**EXERCISE DETAILS**
Please transcribe word for word the entries from the line containing "The service MUST place a point on the paved" through the end of the entries, both ends included. Leave out the pictures.

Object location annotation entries
^^^^^^^^

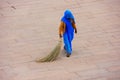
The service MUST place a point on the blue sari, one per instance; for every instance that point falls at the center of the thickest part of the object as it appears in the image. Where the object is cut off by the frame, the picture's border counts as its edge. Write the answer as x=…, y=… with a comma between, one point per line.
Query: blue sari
x=69, y=31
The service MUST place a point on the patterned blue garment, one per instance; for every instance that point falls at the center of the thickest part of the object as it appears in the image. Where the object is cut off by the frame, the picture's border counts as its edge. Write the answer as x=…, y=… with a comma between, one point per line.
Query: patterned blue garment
x=69, y=31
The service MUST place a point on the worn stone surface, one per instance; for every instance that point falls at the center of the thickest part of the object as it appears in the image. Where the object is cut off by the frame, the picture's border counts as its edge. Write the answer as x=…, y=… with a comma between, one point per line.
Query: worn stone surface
x=29, y=30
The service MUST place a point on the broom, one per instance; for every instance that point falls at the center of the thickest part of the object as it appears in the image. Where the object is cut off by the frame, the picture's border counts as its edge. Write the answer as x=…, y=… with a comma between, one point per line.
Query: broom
x=53, y=54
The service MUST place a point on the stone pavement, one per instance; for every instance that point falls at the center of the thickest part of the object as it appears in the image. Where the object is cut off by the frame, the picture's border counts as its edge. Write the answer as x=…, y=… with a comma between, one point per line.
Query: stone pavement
x=29, y=30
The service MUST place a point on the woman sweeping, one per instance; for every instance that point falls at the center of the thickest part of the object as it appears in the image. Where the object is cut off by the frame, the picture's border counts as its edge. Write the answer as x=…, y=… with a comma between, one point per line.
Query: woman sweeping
x=66, y=29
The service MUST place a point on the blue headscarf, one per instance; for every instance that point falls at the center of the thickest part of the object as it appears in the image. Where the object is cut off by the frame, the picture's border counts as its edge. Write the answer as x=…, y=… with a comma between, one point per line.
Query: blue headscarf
x=68, y=15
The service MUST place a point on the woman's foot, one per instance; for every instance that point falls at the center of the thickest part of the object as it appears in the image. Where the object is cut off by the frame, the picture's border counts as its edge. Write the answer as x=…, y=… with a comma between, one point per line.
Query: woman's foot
x=68, y=55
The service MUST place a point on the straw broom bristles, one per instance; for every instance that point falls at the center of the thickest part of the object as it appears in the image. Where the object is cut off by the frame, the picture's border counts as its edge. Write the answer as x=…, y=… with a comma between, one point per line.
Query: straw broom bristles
x=53, y=54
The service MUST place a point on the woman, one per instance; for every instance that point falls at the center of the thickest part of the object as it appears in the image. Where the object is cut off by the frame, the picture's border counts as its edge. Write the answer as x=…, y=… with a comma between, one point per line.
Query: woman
x=66, y=29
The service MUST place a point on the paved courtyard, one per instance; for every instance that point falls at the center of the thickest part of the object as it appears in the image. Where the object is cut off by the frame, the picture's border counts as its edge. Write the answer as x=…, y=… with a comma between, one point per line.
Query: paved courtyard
x=29, y=30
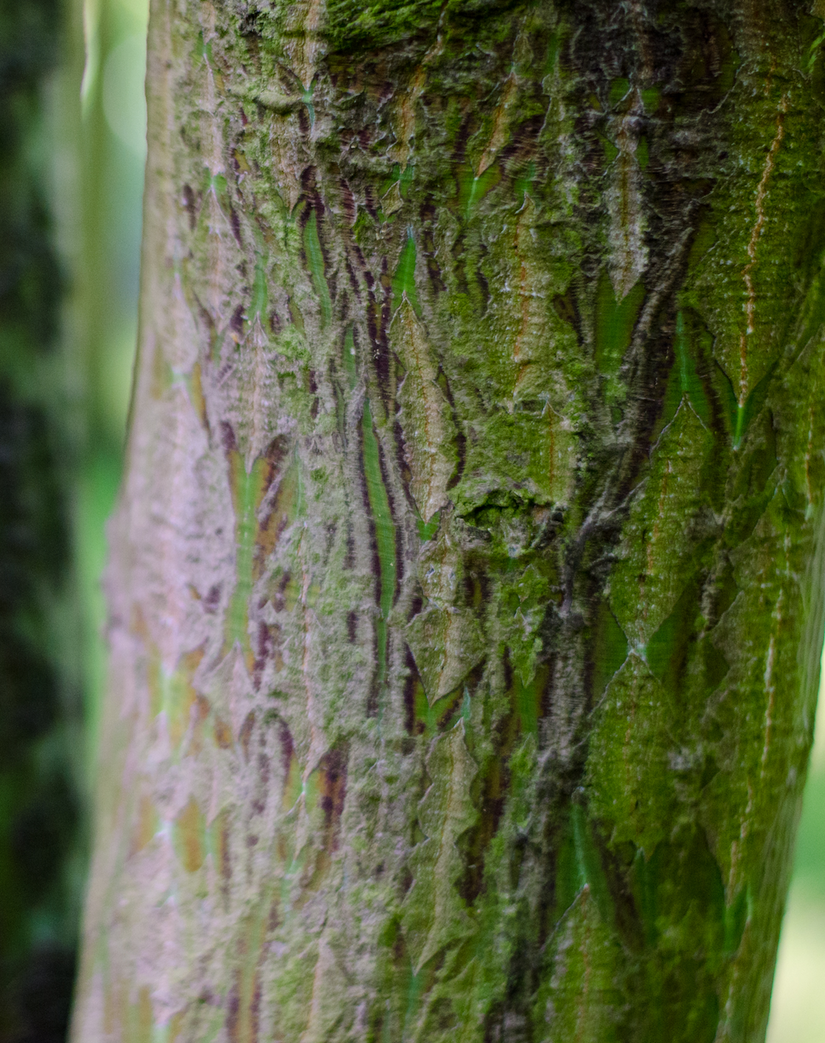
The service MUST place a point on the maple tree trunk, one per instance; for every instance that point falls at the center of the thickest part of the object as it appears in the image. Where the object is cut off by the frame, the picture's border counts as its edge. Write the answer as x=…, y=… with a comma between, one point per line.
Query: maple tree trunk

^^^^^^^^

**RESPONSE TO THIS TASK**
The service MUST place a point on the paved courtyard, one per instance; for every instance that point falls at the center of the thickest part of the object as it appears in the image. Where the object is cut off by the frame, the picture's border counts as its edge. Write the answer as x=…, y=… with a comma between, one point per line.
Query: paved courtyard
x=29, y=30
The service MUST place a point on the maple tree trunk, one per instance; for every instance that point falls at the center of the thickest part of the object as it appears in the image. Where the object is cut off by the frame, the picture's border counts as its edge. Write the answer as x=…, y=… with a comma between, one point per line.
Query: maple tree trunk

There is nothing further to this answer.